**To do**
Can you write out every one of the items below word for word, leaving the pictures out?

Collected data
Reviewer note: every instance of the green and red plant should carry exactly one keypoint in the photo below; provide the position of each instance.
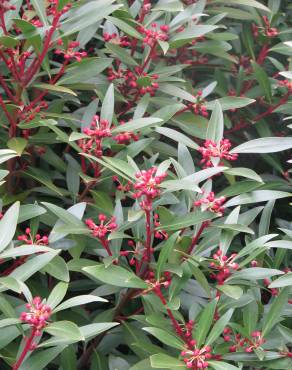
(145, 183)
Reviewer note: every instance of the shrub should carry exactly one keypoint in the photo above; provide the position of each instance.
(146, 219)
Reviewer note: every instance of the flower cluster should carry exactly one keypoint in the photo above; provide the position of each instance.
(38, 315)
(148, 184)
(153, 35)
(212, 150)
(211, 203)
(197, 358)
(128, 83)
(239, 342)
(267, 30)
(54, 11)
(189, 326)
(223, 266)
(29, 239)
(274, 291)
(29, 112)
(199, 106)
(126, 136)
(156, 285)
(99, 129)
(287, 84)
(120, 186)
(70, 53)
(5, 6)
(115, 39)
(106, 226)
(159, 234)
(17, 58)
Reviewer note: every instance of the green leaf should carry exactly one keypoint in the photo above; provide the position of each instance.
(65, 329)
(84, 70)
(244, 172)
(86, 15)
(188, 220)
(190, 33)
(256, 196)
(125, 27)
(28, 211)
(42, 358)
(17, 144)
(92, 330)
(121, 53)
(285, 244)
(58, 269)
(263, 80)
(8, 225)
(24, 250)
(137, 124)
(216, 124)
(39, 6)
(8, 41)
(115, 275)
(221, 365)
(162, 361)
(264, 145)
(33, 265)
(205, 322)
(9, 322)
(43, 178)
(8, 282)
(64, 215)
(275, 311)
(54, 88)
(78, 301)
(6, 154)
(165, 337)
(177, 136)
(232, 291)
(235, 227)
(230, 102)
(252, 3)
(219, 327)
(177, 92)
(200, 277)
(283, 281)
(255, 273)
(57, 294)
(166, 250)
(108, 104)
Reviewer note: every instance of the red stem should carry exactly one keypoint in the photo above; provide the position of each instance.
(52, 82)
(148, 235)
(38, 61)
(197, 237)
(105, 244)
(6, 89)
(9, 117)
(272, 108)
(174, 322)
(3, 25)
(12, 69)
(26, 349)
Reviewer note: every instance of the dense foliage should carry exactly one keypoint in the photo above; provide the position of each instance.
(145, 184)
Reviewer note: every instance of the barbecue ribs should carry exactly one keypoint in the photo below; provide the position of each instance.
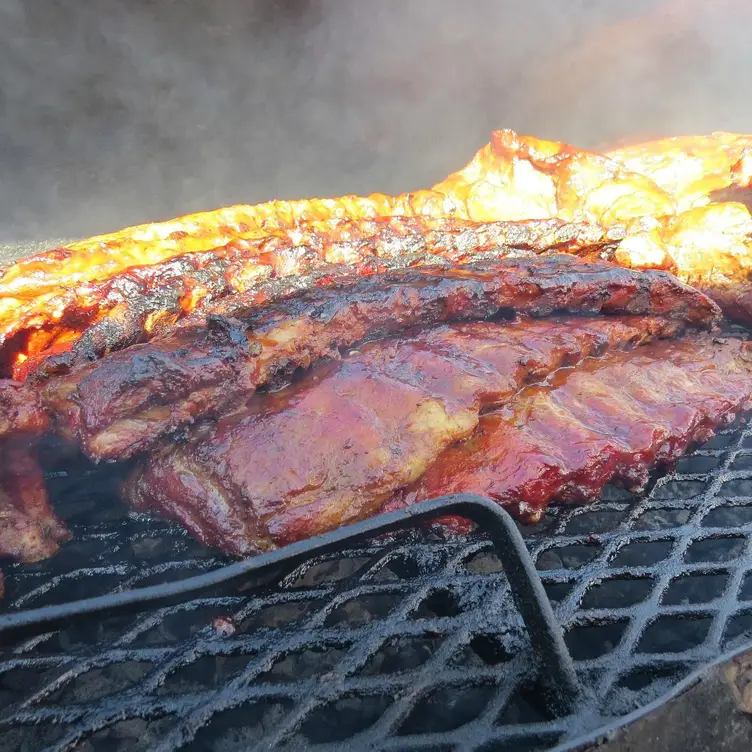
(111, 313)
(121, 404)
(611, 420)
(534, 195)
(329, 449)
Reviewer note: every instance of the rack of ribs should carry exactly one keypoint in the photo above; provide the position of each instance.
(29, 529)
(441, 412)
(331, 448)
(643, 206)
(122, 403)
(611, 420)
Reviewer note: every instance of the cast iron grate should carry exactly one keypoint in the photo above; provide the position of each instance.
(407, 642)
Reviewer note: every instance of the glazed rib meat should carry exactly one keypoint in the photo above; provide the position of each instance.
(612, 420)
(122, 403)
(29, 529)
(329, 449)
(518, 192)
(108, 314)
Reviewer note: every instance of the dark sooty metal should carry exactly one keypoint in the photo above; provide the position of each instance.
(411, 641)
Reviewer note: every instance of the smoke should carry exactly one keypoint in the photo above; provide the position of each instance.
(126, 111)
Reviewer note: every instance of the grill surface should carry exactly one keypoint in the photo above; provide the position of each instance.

**Task solution**
Reviewer note: every instance of the green and red plant should carry exactly one keypoint in the photo below; provide the position of each instance.
(145, 183)
Reviewer note: every instance of the shrub should carry exactly one keypoint in the photo above; provide the position of each instance.
(146, 219)
Reviewer note: every instance of the flower cluster should carry exactly one keypoint in the photo above; provide the position of each instance.
(38, 315)
(148, 184)
(153, 35)
(212, 150)
(211, 203)
(197, 358)
(128, 83)
(239, 342)
(267, 30)
(54, 11)
(189, 326)
(223, 266)
(29, 239)
(274, 291)
(29, 112)
(199, 106)
(126, 136)
(156, 285)
(99, 129)
(287, 84)
(120, 186)
(70, 53)
(5, 6)
(115, 39)
(106, 226)
(159, 234)
(17, 58)
Reviewer note: every instance of the green leaf should carry exactly one keypoint in the photo above; provide the position of each instance.
(65, 329)
(84, 70)
(244, 172)
(86, 15)
(188, 220)
(190, 33)
(256, 196)
(125, 27)
(28, 211)
(42, 358)
(17, 144)
(92, 330)
(121, 53)
(285, 244)
(58, 269)
(263, 80)
(8, 225)
(24, 250)
(137, 124)
(216, 124)
(39, 6)
(8, 41)
(115, 275)
(221, 365)
(162, 361)
(264, 145)
(33, 265)
(205, 322)
(9, 322)
(43, 178)
(8, 282)
(64, 215)
(275, 311)
(54, 88)
(78, 301)
(6, 154)
(165, 337)
(177, 136)
(232, 291)
(235, 227)
(230, 102)
(252, 3)
(219, 327)
(177, 92)
(200, 277)
(283, 281)
(255, 273)
(57, 294)
(166, 250)
(108, 104)
Reviewer note: every instance of the red stem should carry exactly one keypoint in the photo above; provide the position of each instance.
(52, 82)
(148, 235)
(38, 61)
(197, 237)
(105, 244)
(6, 89)
(9, 117)
(272, 108)
(174, 322)
(3, 25)
(12, 69)
(26, 349)
Reviewer note: every instance of the dense foliage should carry exactly one keypoint in the photo above; provide the position of each instance.
(145, 184)
Reviewer note: every instance of the barbecue ribs should carry exactly one keypoint in the photo below; provide the position of each instance.
(111, 313)
(121, 404)
(611, 420)
(534, 195)
(329, 449)
Reviewer note: every instance of the rack of ribs should carry exactly one keypoint in the photo above; provide the position of each instance.
(29, 529)
(441, 412)
(331, 448)
(643, 206)
(122, 403)
(611, 420)
Reviewer note: every instance of the cast iron grate should carry exactly one keypoint in the photo above; provide the position of each instance.
(407, 642)
Reviewer note: every instance of the glazed rib meat should carry exactly one keypoint in the photo above; provide the position of each instance.
(612, 420)
(122, 403)
(29, 529)
(329, 449)
(518, 192)
(108, 314)
Reviewer note: every instance of the dark sooty metal should carry exactly one keypoint in the photo above; provide the position of each instance.
(411, 641)
Reviewer note: every instance of the smoke should carry exactly one keypoint in the photo above; provide the position of each instance.
(126, 111)
Reviewer note: every instance of the grill surface should carry exactly one keypoint in the photo above; provide the position of each instance.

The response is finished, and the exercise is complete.